■第2日目(8/8)

講演「創造的行為としての観賞」 文科省調査官 奥村高明先生
事例紹介@「学校と美術館をつなぐ学習教材〜作成から活用を通して」
                  神戸市立小磯記念美術館指導主事 池田真規子先生
事例紹介A「大原美術館 教育普及活動の基礎」   大原美術館 柳沢 秀行氏
事例紹介B「美術館と学校の連携 広げるシステム作りと深めるプログラムづくり」 
   埼玉県近代美術館 田中 晃氏、さいたま市立大牧小学校教諭 田島 均先生
・グループワークA 班に分かれてそれぞれ違った作品の鑑賞プログラムづくり

講演「創造的行為としての観賞」 文科省調査官 奥村高明先生

 この講演の詳細については、初等教育資料8月号に掲載されている、奥村先生の記事をご覧ください。
その中身をより具体的にお話くださったのが、本公演です。事例なども踏まえながら、ポイントを絞ってお話しくださいました。
 奥村先生も、子どもの鑑賞について、子どもの目線で見ることの大切さを説いていました。「鑑賞は一方的な価値観を押し
つけるものではなく、自分で感じ、考えてそこから新しい意味や美しさを見つける行為である。つまり、自分の中にある
感覚を自分で発見することは嬉しいものだ。」
という話には、深く共感しました。
 と、同時に、先生の話を聞きながら、思ったことがあります。自分で鑑賞するときのことです。
 なんとなく、自分たちが、まずいい意味での鑑賞者になる必要があるような気がしてなりませんでした。
私たちの五感はまだ大丈夫ですか?美術館に行って学ばされるのは、生徒ではなく、むしろ先生の方なのかも知れません。

**データ抜粋**

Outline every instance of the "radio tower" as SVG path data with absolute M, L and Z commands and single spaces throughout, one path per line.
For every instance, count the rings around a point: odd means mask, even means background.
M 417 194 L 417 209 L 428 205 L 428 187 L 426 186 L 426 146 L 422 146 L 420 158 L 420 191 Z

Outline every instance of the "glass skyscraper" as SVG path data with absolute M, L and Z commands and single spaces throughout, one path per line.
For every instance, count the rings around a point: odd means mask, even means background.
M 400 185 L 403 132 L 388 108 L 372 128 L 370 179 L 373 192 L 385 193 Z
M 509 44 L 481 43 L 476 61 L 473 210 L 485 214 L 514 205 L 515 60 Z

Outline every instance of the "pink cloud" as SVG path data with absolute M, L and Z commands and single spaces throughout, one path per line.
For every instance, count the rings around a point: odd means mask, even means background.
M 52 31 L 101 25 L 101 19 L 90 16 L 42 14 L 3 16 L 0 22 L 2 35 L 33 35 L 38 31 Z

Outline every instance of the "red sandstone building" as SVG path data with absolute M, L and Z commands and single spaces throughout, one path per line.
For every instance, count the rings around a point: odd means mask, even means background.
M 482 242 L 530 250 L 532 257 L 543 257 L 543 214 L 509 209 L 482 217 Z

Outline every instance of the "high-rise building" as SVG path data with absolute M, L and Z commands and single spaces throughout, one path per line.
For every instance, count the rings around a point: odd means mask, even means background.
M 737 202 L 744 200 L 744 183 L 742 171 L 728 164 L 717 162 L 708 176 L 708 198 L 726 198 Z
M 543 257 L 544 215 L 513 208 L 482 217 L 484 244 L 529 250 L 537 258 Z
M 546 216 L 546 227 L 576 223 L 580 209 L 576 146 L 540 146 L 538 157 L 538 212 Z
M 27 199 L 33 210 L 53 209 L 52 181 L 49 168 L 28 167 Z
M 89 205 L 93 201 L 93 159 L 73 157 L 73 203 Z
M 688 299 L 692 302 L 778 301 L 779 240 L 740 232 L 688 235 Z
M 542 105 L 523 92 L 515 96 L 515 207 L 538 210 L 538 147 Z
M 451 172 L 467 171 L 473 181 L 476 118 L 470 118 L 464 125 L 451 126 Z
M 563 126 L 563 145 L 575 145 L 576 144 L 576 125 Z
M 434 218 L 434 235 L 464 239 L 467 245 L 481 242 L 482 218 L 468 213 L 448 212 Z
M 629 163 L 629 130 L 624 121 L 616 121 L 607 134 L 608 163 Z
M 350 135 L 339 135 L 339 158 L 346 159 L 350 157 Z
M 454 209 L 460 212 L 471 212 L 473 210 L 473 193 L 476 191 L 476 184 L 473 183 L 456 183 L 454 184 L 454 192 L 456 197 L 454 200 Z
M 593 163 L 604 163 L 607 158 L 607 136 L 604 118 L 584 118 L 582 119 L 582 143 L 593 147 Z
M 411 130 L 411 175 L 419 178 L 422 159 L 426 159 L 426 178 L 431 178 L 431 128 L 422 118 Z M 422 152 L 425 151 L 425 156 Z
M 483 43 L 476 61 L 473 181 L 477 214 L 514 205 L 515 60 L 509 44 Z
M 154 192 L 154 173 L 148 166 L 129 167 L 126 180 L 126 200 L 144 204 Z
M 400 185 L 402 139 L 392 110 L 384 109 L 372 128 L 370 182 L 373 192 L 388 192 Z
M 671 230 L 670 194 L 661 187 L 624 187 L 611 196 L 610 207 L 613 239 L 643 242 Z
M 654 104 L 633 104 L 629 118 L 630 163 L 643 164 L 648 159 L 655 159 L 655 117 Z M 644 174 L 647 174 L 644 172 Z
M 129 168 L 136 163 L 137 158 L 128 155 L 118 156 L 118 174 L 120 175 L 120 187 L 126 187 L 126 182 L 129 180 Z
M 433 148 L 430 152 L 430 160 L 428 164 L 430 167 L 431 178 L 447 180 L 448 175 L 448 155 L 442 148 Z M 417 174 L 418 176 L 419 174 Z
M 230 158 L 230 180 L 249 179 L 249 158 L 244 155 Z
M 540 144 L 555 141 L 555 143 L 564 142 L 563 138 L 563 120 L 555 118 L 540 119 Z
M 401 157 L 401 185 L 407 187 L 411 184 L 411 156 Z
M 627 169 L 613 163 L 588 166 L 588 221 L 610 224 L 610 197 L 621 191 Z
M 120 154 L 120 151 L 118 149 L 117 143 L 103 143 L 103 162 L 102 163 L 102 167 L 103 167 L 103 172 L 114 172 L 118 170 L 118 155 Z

**練習問題**
(1) 本文抜粋について、次の問いに答えなさい。
(a) 事例紹介Aで大原美術館から発表したのは誰か。
(b) 奥村先生の講演の詳細は、どこに掲載されている記事で読めるか。
(c) グループワークAでは、班に分かれて何を作ったか。
(2) 次の各文が本文抜粋の内容と合っているかどうかを答え、その根拠となる本文抜粋の語句をそのまま引用しなさい。
(a) 事例紹介Bには小学校の教諭も加わっていた。
(b) 池田真規子先生は神戸市立小磯記念美術館の指導主事である。
(c) 筆者は、美術館で学ばされるのは生徒の方だと考えている。
(3) 本文抜粋の最後の文に続けて、その先を書き継ぎなさい。

**解答**
(1)
(a) 柳沢秀行氏
(b) 初等教育資料8月号
(c) それぞれ違った作品の鑑賞プログラム

(2)
(a) 合っている。「さいたま市立大牧小学校教諭 田島 均先生」
(b) 合っている。「神戸市立小磯記念美術館指導主事 池田真規子先生」
(c) 合っていない。「美術館に行って学ばされるのは、生徒ではなく、むしろ先生の方なのかも知れません」

(3)
私たち自身が、子どもの反応に敏感になったり作品に対して素直に見られるような感覚を研ぎすましたりすることで、
子どもにもより豊かな鑑賞教育ができるのではないでしょうか。それが、表現の指導にも生きるはずです。
優れた鑑賞者は、優れた表現者にもなれるはず。
資料の最後にも書いてあることから引用します。、
「指導要領には『表現及び鑑賞の活動をとおして、つくりだす喜びを味わう。』とある。<表現及び鑑賞>は、表現と鑑賞が
一体になって働き合うことを述べている。<活動をとおして>は、表現したものや鑑賞の対象が目的ではなく、資質や能力を
育てることがねらいであることを述べている。<つくりだす>は、表現も鑑賞も創造的な行為であることを示している。」
 
つまり、鑑賞と表現を切り離すのではなく(ただ、この言い方をすると制作した作品の鑑賞だけでもよいという誤解を受けそうだが)
何を作ったか、や、何を鑑賞したかが大切なわけではない、ということです。どんな資質や能力が高まるのかをしっかり見据えて
授業をやっていく必要があるということです。肝に銘じたいと思います。

 とにかく、初等教育資料8月号を手に入れて、是非、読んで欲しい文章です。そして、考えて欲しい内容です。



事例紹介@「学校と美術館をつなぐ学習教材〜作成から活用を通して」
                       神戸市立小磯記念美術館指導主事 池田真規子先生

事例紹介A「大原美術館 教育普及活動の基礎」     大原美術館 柳沢 秀行氏
事例紹介B「美術館と学校の連携 広げるシステム作りと深めるプログラムづくり」 
        埼玉県近代美術館 田中 晃氏、さいたま市立大牧小学校教諭 田島 均先生

 事例紹介は、とても情報が多く、ここではまとめ切れませんので、各美術館のリンクを張っておきます。
感想は、先進的な取り組みをされているところは、本当によく取り組んでいます。そこで欠かせないのは、先生方の協力の
すごさです。美術館が呼びかけた研修会に大勢参加し、鑑賞プログラムを作ったり、時間外でも集まってその作業を進めたり、
と、熱意ある行動が起こした結果でもあります。見習わないといけませんね。もちろん、ここで紹介をした美術館だけではないでしょう。
(岡山も随分前から取り組んでいるのは有名な話です。)特に、大原美術館は斬新でした。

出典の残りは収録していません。